-- Exercise goal --
Print all the entries verbatim.

Saved data entries:

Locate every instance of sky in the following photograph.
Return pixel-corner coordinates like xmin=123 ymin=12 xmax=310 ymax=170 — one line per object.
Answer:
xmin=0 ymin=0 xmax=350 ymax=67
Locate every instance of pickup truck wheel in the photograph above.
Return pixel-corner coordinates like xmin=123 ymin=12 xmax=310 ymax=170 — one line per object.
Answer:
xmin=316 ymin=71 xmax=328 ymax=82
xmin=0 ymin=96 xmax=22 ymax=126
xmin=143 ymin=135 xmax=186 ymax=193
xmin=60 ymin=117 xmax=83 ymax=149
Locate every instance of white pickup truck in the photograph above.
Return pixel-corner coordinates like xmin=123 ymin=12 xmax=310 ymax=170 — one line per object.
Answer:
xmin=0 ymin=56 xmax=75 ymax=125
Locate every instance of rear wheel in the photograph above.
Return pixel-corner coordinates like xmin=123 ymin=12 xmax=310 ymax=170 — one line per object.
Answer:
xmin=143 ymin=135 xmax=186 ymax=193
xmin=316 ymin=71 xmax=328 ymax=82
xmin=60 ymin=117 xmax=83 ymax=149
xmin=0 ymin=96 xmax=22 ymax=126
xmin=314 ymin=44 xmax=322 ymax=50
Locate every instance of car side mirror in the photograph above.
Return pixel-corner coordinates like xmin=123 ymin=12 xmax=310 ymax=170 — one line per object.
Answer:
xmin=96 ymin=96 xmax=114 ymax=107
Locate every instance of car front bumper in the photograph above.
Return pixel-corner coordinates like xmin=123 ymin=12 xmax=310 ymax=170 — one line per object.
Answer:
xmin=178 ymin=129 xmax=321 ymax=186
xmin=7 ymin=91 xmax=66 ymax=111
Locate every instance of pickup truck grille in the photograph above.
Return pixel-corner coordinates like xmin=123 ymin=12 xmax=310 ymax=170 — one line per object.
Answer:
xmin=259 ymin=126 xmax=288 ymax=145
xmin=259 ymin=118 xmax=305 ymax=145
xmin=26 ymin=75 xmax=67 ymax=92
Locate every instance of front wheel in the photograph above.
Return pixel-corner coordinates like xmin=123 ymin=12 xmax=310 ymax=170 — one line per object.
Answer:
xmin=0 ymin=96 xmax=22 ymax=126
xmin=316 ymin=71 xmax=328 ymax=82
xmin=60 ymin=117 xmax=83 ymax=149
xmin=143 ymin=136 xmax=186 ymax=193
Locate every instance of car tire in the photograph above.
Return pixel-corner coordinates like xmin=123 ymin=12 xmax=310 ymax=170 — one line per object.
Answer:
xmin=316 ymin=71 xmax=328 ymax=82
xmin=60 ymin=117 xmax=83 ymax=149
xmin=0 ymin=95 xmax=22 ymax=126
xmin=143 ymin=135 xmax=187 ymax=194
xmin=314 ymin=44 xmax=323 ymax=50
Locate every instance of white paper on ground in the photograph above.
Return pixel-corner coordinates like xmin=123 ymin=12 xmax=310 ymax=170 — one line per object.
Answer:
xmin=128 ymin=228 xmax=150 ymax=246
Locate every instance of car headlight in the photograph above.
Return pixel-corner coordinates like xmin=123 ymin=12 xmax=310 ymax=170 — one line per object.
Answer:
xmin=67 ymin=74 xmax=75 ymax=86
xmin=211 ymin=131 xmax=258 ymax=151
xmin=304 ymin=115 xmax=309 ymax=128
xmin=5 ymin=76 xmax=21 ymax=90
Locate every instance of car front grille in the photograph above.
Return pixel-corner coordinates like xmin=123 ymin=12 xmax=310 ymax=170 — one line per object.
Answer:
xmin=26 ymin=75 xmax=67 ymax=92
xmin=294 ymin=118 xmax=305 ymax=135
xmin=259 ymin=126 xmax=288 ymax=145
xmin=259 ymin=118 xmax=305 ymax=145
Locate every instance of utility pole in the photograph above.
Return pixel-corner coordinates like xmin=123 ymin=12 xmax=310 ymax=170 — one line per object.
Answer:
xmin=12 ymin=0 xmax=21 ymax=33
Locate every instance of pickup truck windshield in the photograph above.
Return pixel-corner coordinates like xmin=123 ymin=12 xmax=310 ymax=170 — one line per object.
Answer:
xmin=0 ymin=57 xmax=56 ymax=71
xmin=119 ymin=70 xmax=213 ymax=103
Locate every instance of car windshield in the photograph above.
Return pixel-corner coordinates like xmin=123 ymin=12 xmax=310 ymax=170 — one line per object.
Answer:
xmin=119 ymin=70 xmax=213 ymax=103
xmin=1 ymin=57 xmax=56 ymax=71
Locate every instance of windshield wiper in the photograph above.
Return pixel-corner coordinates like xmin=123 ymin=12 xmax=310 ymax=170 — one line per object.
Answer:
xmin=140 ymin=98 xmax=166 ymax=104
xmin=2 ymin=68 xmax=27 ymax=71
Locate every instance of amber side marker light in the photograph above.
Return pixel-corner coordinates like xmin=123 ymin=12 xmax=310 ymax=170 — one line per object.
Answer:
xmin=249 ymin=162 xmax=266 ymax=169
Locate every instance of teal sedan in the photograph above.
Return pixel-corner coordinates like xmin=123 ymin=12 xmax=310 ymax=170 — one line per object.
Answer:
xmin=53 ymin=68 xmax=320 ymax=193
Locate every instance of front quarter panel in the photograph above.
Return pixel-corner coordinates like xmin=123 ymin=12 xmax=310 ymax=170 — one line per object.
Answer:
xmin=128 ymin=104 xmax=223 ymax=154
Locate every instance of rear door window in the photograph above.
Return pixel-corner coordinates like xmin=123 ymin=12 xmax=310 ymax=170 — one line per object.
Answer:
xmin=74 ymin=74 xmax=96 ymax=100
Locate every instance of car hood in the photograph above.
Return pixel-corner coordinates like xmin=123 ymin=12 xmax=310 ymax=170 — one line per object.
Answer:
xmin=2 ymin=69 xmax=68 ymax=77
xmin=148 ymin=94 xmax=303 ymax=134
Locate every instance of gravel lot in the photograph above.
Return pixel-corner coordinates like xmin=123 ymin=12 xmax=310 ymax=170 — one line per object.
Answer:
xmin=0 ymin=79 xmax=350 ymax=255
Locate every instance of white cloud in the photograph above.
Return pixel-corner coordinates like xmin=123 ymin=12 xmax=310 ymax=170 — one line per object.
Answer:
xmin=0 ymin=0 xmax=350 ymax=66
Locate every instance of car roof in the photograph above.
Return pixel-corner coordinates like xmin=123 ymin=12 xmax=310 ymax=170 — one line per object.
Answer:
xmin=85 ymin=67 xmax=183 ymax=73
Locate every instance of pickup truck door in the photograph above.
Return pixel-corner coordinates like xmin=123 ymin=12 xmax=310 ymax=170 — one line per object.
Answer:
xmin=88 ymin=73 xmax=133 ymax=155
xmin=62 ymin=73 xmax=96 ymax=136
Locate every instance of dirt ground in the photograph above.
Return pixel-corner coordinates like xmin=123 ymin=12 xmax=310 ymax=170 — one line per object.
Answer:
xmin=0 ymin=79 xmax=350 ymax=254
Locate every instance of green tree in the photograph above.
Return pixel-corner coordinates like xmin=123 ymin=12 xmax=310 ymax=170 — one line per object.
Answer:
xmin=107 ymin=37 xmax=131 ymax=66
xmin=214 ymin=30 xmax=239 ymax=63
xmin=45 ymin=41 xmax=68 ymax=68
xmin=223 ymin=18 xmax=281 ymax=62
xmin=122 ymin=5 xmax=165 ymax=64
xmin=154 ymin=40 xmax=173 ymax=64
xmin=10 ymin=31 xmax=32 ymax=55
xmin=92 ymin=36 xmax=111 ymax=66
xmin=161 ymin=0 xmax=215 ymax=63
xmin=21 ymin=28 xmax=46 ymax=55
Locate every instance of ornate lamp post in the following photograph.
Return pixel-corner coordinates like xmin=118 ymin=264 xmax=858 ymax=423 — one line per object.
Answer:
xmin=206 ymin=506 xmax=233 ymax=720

-- Expected output --
Locate every instance of sky in the following photograph.
Return pixel-corner coordinates like xmin=123 ymin=12 xmax=310 ymax=170 — one line per object.
Answer:
xmin=0 ymin=0 xmax=350 ymax=67
Locate every instance of pickup truck wheel in the photograph above.
Return pixel-corner coordinates like xmin=123 ymin=12 xmax=310 ymax=170 — one line per object.
Answer:
xmin=316 ymin=71 xmax=328 ymax=82
xmin=0 ymin=96 xmax=22 ymax=126
xmin=143 ymin=135 xmax=186 ymax=193
xmin=60 ymin=117 xmax=83 ymax=149
Locate every instance of white pickup truck in the photograph above.
Return pixel-corner coordinates like xmin=123 ymin=12 xmax=310 ymax=170 — one line per object.
Answer:
xmin=0 ymin=56 xmax=75 ymax=125
Locate every instance of rear wheel in the photograph above.
Return pixel-corner coordinates like xmin=123 ymin=12 xmax=310 ymax=170 — one line per object.
Answer:
xmin=143 ymin=135 xmax=186 ymax=193
xmin=316 ymin=71 xmax=328 ymax=82
xmin=60 ymin=117 xmax=83 ymax=149
xmin=0 ymin=96 xmax=22 ymax=126
xmin=314 ymin=44 xmax=322 ymax=50
Locate every instance of car side mirror in the photograph above.
Return pixel-corner coordinates like xmin=123 ymin=12 xmax=310 ymax=170 — one line per object.
Answer:
xmin=96 ymin=96 xmax=114 ymax=107
Locate every instance of car front bumper in the photograph above.
Return pixel-corner coordinates like xmin=123 ymin=12 xmax=310 ymax=170 — one line per object.
Answer:
xmin=178 ymin=129 xmax=321 ymax=186
xmin=7 ymin=91 xmax=66 ymax=111
Locate every instance of pickup truck grille in the photograph above.
Return pixel-corner coordinates like xmin=123 ymin=12 xmax=310 ymax=170 — one line per object.
Answer:
xmin=259 ymin=126 xmax=288 ymax=145
xmin=259 ymin=118 xmax=305 ymax=145
xmin=26 ymin=75 xmax=67 ymax=92
Locate every instance of front wheel in the photograph above.
Return pixel-corner coordinates like xmin=123 ymin=12 xmax=310 ymax=170 — one line per object.
Answer:
xmin=0 ymin=96 xmax=22 ymax=126
xmin=316 ymin=71 xmax=328 ymax=82
xmin=60 ymin=117 xmax=83 ymax=149
xmin=143 ymin=136 xmax=186 ymax=193
Locate every instance of car tire in the photograph above.
Return pixel-corner coordinates like xmin=123 ymin=12 xmax=310 ymax=170 — one line per object.
Answer:
xmin=316 ymin=71 xmax=328 ymax=82
xmin=60 ymin=117 xmax=83 ymax=149
xmin=0 ymin=95 xmax=22 ymax=126
xmin=143 ymin=135 xmax=187 ymax=194
xmin=314 ymin=44 xmax=323 ymax=50
Locate every instance of white paper on ground in the photograph above.
Return pixel-corner coordinates like xmin=123 ymin=12 xmax=310 ymax=170 — one line per object.
Answer:
xmin=128 ymin=228 xmax=150 ymax=246
Locate every instance of car headlight in the photograph above.
Return pixel-corner coordinates like xmin=123 ymin=12 xmax=310 ymax=170 — one line per object.
Answer:
xmin=67 ymin=74 xmax=75 ymax=86
xmin=211 ymin=131 xmax=258 ymax=151
xmin=304 ymin=115 xmax=309 ymax=128
xmin=5 ymin=76 xmax=21 ymax=90
Locate every instance of car front grille in the photograph above.
Return pixel-corner coordinates like xmin=123 ymin=12 xmax=310 ymax=170 — one line per object.
Answer:
xmin=26 ymin=75 xmax=67 ymax=92
xmin=294 ymin=118 xmax=305 ymax=135
xmin=259 ymin=126 xmax=288 ymax=145
xmin=259 ymin=118 xmax=305 ymax=145
Locate every instance of utility pole in the photograph above.
Return pixel-corner coordinates like xmin=123 ymin=12 xmax=310 ymax=170 — one line per object.
Answer:
xmin=12 ymin=0 xmax=21 ymax=33
Locate every instance of pickup truck windshield in the photograph above.
Return pixel-corner coordinates like xmin=123 ymin=12 xmax=310 ymax=170 — one line per object.
Answer:
xmin=0 ymin=57 xmax=56 ymax=71
xmin=119 ymin=70 xmax=213 ymax=103
Locate every instance of car windshield in the photograph above.
Return pixel-corner coordinates like xmin=123 ymin=12 xmax=310 ymax=170 — one line per object.
Answer:
xmin=119 ymin=70 xmax=213 ymax=103
xmin=1 ymin=57 xmax=56 ymax=71
Locate every instance of windshield wiper in the photograph above.
Return pixel-corner coordinates like xmin=123 ymin=12 xmax=310 ymax=170 — one line per object.
Answer:
xmin=140 ymin=98 xmax=166 ymax=104
xmin=2 ymin=68 xmax=27 ymax=71
Locate every instance of amber side marker light in the photograph above.
Return pixel-corner coordinates like xmin=123 ymin=12 xmax=310 ymax=170 — one line per object.
Answer:
xmin=249 ymin=162 xmax=266 ymax=169
Locate every instance of teal sedan in the photograph above.
Return pixel-corner coordinates like xmin=123 ymin=12 xmax=310 ymax=170 — one line per object.
Answer:
xmin=53 ymin=68 xmax=320 ymax=193
Locate every instance of front quarter panel in the photograph above.
Return pixel-corner coordinates like xmin=123 ymin=12 xmax=310 ymax=170 — one line per object.
Answer:
xmin=128 ymin=104 xmax=223 ymax=154
Locate every instance of rear door window in the photograph above.
Return pixel-corner coordinates like xmin=123 ymin=12 xmax=310 ymax=170 — one line per object.
Answer:
xmin=74 ymin=74 xmax=96 ymax=100
Locate every instance of car hood in the photograph above.
Return pixel-corner coordinates like xmin=123 ymin=12 xmax=310 ymax=170 — one line per object.
Answer:
xmin=2 ymin=69 xmax=68 ymax=77
xmin=148 ymin=94 xmax=303 ymax=134
Locate every instance of gravel lot in the photograph above.
Return pixel-corner coordinates like xmin=123 ymin=12 xmax=310 ymax=170 — one line per object.
Answer:
xmin=0 ymin=79 xmax=350 ymax=255
Locate every instance of white cloud in the photograph above.
Return pixel-corner coordinates like xmin=123 ymin=12 xmax=310 ymax=170 — one line per object.
Answer:
xmin=0 ymin=0 xmax=350 ymax=66
Locate every instance of car roof in the photograph above.
Return pixel-corner coordinates like xmin=123 ymin=12 xmax=310 ymax=170 — one line per object.
Answer:
xmin=85 ymin=67 xmax=183 ymax=73
Locate every instance of pickup truck door in the photograph above.
Return pixel-corner coordinates like xmin=123 ymin=12 xmax=310 ymax=170 — one line per object.
Answer:
xmin=88 ymin=73 xmax=133 ymax=155
xmin=62 ymin=73 xmax=96 ymax=136
Locate every instance of dirt ground in the photograph above.
Return pixel-corner coordinates like xmin=123 ymin=12 xmax=310 ymax=170 — one line per object.
Answer:
xmin=0 ymin=79 xmax=350 ymax=254
Locate every instance of green tree in the photograph above.
Return pixel-corner coordinates like xmin=123 ymin=12 xmax=310 ymax=170 — one line per object.
Answer:
xmin=107 ymin=37 xmax=131 ymax=66
xmin=214 ymin=30 xmax=239 ymax=63
xmin=45 ymin=41 xmax=68 ymax=68
xmin=223 ymin=18 xmax=281 ymax=62
xmin=122 ymin=5 xmax=165 ymax=64
xmin=154 ymin=40 xmax=173 ymax=64
xmin=10 ymin=31 xmax=32 ymax=55
xmin=92 ymin=36 xmax=111 ymax=66
xmin=161 ymin=0 xmax=215 ymax=63
xmin=21 ymin=28 xmax=46 ymax=55
Locate every instance of ornate lamp post in the following photograph.
Return pixel-corner coordinates like xmin=118 ymin=264 xmax=858 ymax=423 — one line per object.
Answer:
xmin=206 ymin=506 xmax=233 ymax=720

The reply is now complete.